## BEGIN Text to read
Regarding the unconfirmed negotiated settlement agreements with
participants in KPMG’s Isle of Man offshore corporate structure posted by the
media, the Department
of Justice noted that section 241 of the
ITA prohibits CRA employees from disclosing taxpayer information, and that the
details of any negotiated settlement agreements entered into with the CRA would
qualify as taxpayer information.
In speaking about negotiated settlement agreements generally, the CRA explained that these agreements tend to require the payment of all outstanding
taxes within 60 days, and therefore guarantee that these amounts are recovered.
The CRA emphasized that it has an obligation to maximize value for taxpayers, which
involves weighing the strength of its legal position and evidence against the
uncertain and costly nature of litigation. The CRA stressed that it will sometimes pursue litigation on principle, and risk the
possibility of not recovering any taxes owing.
While the CRA could not confirm to the Committee that the negotiated settlement agreement
posted by the media in relation to KPMG’s Isle of Man offshore corporate
structure is authentic, it commented on the agreement’s characteristics and the
CRA’s usual practices. The CRA noted that the agreement posted by the media would allow for the collection of
outstanding taxes dating back 15 to 16 years, which is exceptional. It stated that a traditional compliance review of businesses and
high net worth individuals generally examines between two and four previous tax
years and that, in cases of aggressive tax planning, the CRA usually undertakes
a six-year review. The CRA explained that it can justify the examination of 16 tax years in exceptional
cases only, and that penalties – such as the “gross negligence penalty” –
are pursued in less than 1% of all cases.
The CRA mentioned that, when compared to a traditional six-year audit of cases
involving aggressive tax planning, the recovery of taxes owing that date back
15 to 16 years would likely double the amount that the CRA would receive.
Furthermore, it underlined
that the alleged negotiated settlement agreement
between KPMG clients and the CRA that was posted by the media indicates that no immunity from criminal prosecution would be granted
to any party that consented to the agreement’s terms. As well, the CRA highlighted that a taxpayer signing such an agreement would have waived his/her
right to appeal or to object to the CRA’s assessment of their outstanding taxes.
Concerning the number of alleged negotiated settlement agreements
concluded with those using KPMG’s Isle of Man offshore corporate structure, the CRA explained that it could not confirm that any agreements had been concluded, but
noted that the CRA had been seeking the names of 21 KPMG clients in its action
before the court, and is now seeking the names of only six clients.
In relation to cases involving Isle of Man offshore corporate tax
planning structures, Mr.
## END Text to read
## BEGIN Material shown
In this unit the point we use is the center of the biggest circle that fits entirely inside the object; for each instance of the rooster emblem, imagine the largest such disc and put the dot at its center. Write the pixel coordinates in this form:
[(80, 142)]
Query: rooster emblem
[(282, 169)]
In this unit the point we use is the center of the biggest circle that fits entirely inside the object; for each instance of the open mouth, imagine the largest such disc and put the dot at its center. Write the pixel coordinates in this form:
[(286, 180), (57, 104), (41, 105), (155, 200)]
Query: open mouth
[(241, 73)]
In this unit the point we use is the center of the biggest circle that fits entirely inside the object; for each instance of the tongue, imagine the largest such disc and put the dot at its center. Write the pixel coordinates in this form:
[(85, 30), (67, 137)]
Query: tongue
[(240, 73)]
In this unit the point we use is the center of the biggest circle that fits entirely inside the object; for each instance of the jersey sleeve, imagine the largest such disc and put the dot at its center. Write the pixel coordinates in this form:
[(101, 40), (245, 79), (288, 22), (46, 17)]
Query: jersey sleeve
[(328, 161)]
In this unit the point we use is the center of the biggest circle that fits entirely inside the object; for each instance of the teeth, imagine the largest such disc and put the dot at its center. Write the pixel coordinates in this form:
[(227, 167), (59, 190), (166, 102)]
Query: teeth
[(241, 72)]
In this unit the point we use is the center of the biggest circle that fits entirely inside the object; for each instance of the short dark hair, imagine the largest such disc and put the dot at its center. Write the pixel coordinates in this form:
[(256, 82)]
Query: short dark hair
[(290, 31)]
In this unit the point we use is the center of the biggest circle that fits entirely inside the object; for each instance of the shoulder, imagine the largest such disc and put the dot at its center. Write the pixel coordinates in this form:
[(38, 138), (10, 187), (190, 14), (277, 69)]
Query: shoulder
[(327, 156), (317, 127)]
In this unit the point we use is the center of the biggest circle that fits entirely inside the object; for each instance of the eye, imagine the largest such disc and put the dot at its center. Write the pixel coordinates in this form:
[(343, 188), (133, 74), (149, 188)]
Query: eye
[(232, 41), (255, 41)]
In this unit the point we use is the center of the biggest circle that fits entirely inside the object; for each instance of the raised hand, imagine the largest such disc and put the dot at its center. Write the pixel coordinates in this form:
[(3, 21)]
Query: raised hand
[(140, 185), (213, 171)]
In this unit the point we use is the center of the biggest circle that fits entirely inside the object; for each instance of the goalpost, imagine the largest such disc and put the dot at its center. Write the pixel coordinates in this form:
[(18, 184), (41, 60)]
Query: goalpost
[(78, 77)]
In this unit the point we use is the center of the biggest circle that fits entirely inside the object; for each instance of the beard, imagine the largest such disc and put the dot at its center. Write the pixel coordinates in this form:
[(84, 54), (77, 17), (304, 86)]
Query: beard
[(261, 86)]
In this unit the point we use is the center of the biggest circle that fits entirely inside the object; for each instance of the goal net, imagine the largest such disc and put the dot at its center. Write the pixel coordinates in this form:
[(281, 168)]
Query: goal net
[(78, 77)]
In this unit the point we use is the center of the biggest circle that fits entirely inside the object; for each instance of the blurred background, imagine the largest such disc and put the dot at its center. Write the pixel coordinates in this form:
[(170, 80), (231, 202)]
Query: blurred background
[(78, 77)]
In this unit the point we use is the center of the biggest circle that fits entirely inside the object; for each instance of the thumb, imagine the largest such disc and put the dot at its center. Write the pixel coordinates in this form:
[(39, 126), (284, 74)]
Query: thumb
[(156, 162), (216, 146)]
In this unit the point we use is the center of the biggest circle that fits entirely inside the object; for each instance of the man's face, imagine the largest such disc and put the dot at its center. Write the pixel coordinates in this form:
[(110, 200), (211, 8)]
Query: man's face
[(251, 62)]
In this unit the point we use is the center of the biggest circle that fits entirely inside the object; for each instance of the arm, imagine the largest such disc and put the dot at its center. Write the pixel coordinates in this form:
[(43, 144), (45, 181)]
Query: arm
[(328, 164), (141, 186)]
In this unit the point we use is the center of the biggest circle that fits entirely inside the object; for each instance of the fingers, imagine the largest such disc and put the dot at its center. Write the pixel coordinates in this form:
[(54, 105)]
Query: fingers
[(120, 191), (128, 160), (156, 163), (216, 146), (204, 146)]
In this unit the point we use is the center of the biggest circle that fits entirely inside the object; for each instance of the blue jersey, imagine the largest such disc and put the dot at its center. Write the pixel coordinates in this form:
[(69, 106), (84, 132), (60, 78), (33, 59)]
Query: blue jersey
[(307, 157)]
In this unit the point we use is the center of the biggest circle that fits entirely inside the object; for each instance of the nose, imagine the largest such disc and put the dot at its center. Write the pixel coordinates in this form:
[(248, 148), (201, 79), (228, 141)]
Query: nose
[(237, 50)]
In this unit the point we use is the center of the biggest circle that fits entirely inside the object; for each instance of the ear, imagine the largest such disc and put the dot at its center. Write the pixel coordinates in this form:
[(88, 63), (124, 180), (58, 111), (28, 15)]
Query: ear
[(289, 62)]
## END Material shown
*Work to do*:
[1] Answer these questions using the text about the CRA and KPMG's Isle of Man structure:
(a) Within how many days do negotiated settlement agreements tend to require payment of all outstanding taxes?
(b) How many years does the CRA usually review in cases of aggressive tax planning?
(c) How many KPMG client names had the CRA been seeking in its court action before narrowing its request?
[2] Duplicate the listing from the line that contains "the eye, imagine" through the line that contains "[(232, 41), (255, 41)]", including both of those lines.
The text and the listing come from separate, unrelated sources.

*Expected responses*:
[1]
(a) 60 days
(b) Six years
(c) 21

[2]
In this unit the point we use is the center of the biggest circle that fits entirely inside the object; for each instance of the eye, imagine the largest such disc and put the dot at its center. Write the pixel coordinates in this form:
[(343, 188), (133, 74), (149, 188)]
Query: eye
[(232, 41), (255, 41)]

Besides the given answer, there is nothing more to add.